▶ [Dataset entries]

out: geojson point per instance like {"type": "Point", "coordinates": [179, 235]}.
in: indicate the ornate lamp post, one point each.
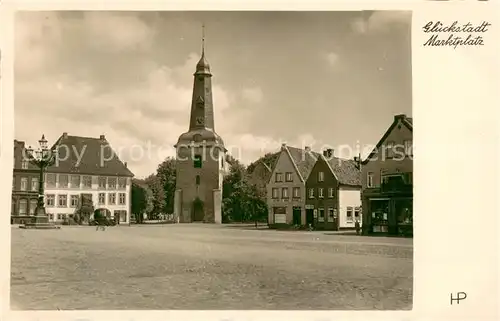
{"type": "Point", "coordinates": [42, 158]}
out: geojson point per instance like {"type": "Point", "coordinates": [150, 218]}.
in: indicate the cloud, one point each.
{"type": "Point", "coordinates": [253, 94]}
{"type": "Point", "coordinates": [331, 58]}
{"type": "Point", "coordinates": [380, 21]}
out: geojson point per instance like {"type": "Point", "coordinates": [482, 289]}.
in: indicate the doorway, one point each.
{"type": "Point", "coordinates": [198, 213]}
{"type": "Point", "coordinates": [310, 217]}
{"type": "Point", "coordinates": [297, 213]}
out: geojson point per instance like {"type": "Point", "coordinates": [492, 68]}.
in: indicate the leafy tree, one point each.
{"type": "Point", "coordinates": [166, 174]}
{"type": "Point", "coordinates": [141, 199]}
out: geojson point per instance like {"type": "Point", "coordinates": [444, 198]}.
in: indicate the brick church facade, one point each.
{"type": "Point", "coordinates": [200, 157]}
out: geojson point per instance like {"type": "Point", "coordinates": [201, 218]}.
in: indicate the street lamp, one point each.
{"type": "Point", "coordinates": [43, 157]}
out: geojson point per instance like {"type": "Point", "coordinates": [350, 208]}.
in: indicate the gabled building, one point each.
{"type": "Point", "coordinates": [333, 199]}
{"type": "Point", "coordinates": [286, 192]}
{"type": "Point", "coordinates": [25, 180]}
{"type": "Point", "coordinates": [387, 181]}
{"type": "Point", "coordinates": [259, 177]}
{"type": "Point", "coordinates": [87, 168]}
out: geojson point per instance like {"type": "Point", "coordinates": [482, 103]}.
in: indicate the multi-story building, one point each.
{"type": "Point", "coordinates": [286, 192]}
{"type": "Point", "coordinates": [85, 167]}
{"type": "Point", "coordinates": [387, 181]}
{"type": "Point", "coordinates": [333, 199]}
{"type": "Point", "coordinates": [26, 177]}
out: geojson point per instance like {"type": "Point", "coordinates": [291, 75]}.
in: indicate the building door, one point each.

▶ [Requirements] Repeat the listing above exactly, with no pictures.

▶ [Finished answer]
out: geojson point per instance like {"type": "Point", "coordinates": [179, 235]}.
in: indicate the ornate lamp post, one point each.
{"type": "Point", "coordinates": [42, 158]}
out: geojson point per instance like {"type": "Point", "coordinates": [150, 218]}.
in: indicate the cloud, one point each.
{"type": "Point", "coordinates": [253, 94]}
{"type": "Point", "coordinates": [331, 58]}
{"type": "Point", "coordinates": [380, 21]}
out: geojson point per instance like {"type": "Point", "coordinates": [482, 289]}.
in: indicate the doorway, one point each.
{"type": "Point", "coordinates": [198, 213]}
{"type": "Point", "coordinates": [310, 217]}
{"type": "Point", "coordinates": [297, 213]}
out: geojson point per instance like {"type": "Point", "coordinates": [492, 68]}.
in: indicate the leafy tree, one point each.
{"type": "Point", "coordinates": [166, 174]}
{"type": "Point", "coordinates": [141, 199]}
out: geojson point per instance like {"type": "Point", "coordinates": [444, 198]}.
in: indicate the brick church facade, one point each.
{"type": "Point", "coordinates": [200, 157]}
out: geojson point per instance like {"type": "Point", "coordinates": [201, 218]}.
in: indicate the street lamp, one point each.
{"type": "Point", "coordinates": [43, 157]}
out: geojson point per instance like {"type": "Point", "coordinates": [350, 208]}.
in: indicate the gabled building, one point each.
{"type": "Point", "coordinates": [333, 199]}
{"type": "Point", "coordinates": [286, 192]}
{"type": "Point", "coordinates": [25, 180]}
{"type": "Point", "coordinates": [387, 181]}
{"type": "Point", "coordinates": [259, 177]}
{"type": "Point", "coordinates": [87, 168]}
out: geojson point per instance like {"type": "Point", "coordinates": [482, 103]}.
in: indicate the multi-story building, one point each.
{"type": "Point", "coordinates": [286, 192]}
{"type": "Point", "coordinates": [85, 167]}
{"type": "Point", "coordinates": [387, 181]}
{"type": "Point", "coordinates": [333, 199]}
{"type": "Point", "coordinates": [26, 177]}
out: geojson point per instance like {"type": "Point", "coordinates": [291, 75]}.
in: indicate the building door, one point each.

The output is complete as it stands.